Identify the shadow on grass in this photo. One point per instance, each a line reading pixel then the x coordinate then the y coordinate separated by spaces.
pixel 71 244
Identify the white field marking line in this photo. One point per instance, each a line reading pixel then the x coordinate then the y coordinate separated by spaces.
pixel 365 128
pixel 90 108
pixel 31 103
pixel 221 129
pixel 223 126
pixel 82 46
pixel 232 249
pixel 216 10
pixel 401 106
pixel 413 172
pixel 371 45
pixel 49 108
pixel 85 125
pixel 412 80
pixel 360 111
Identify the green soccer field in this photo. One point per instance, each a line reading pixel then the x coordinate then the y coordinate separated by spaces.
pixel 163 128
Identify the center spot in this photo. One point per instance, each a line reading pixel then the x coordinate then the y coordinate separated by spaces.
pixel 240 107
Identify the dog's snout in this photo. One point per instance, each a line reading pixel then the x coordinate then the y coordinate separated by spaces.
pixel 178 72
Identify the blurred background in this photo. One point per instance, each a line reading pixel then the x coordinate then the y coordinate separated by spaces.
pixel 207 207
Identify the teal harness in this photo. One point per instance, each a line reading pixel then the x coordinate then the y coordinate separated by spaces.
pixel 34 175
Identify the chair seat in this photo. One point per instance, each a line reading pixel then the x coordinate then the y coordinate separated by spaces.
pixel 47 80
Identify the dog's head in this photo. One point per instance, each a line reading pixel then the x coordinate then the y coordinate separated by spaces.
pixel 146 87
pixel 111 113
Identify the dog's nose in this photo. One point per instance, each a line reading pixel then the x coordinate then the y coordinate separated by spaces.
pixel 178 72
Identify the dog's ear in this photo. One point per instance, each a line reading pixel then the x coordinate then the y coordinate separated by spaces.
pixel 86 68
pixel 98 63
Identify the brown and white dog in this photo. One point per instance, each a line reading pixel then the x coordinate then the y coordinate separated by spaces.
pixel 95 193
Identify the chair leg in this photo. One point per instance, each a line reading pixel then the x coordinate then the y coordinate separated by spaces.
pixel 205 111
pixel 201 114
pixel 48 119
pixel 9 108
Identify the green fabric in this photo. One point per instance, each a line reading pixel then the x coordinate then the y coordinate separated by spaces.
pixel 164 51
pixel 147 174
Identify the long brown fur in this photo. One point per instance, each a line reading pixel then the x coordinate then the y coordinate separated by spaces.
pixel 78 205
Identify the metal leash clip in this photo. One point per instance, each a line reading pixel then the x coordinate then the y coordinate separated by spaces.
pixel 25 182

*What to do*. All records are to be printed again, exactly and completely.

*Solved problem*.
Identify the shadow on grass in this photo. One point per instance, each a line reading pixel then the x coordinate then the y coordinate separated by spaces.
pixel 71 244
Identify the white field marking line in this photo. One point per instance, each a line reading pixel then the x coordinate then the y coordinate separated by spaces.
pixel 365 128
pixel 90 108
pixel 31 103
pixel 221 129
pixel 223 126
pixel 82 46
pixel 232 249
pixel 216 10
pixel 401 106
pixel 413 172
pixel 371 45
pixel 49 108
pixel 85 125
pixel 412 80
pixel 360 111
Identify the green soccer field in this photo. One point per instance, each a line reading pixel then the x coordinate then the y coordinate separated by spaces.
pixel 163 128
Identify the center spot in this photo. One point per instance, each a line reading pixel then the x coordinate then the y coordinate separated by spaces.
pixel 240 107
Identify the dog's snout in this photo. One point per instance, each a line reading pixel then the x coordinate then the y coordinate separated by spaces.
pixel 178 72
Identify the blurred background in this photo. One point per instance, each a line reading pixel then the x coordinate then the y coordinate separated by spaces.
pixel 207 207
Identify the teal harness in this photo. One point per instance, each a line reading pixel then the x coordinate then the y coordinate separated by spaces.
pixel 34 175
Identify the chair seat in this photo. One point per instance, each a line reading pixel then the x coordinate then the y coordinate separated by spaces.
pixel 47 80
Identify the dog's head in this photo. One point per instance, each a line reading pixel then the x coordinate then the y coordinate separated by spaces.
pixel 146 87
pixel 111 113
Identify the dog's nose in this photo. One point per instance, each a line reading pixel then the x coordinate then the y coordinate separated by spaces.
pixel 178 72
Identify the dog's ear in this photo. One point per instance, each a line reading pixel then the x coordinate then the y coordinate separated by spaces.
pixel 86 68
pixel 98 63
Identify the brown and white dog in this photo. One point per instance, each a line reading pixel then the x coordinate then the y coordinate separated by spaces.
pixel 95 193
Identify the chair leg in this photo. One point per instance, each a line reading pixel then the x coordinate then the y coordinate separated by spaces.
pixel 205 111
pixel 201 114
pixel 48 119
pixel 9 108
Identify the green fabric in this photo. One point per instance, each a line reading pixel then the x coordinate then the y coordinate separated by spaces.
pixel 164 51
pixel 147 174
Identify the long brown fur in this photo. One point per instance, each a line reading pixel then the x coordinate then the y coordinate separated by spaces.
pixel 78 205
Identify the metal leash clip in this photo. One point per instance, each a line reading pixel then the x coordinate then the y coordinate separated by spaces.
pixel 25 182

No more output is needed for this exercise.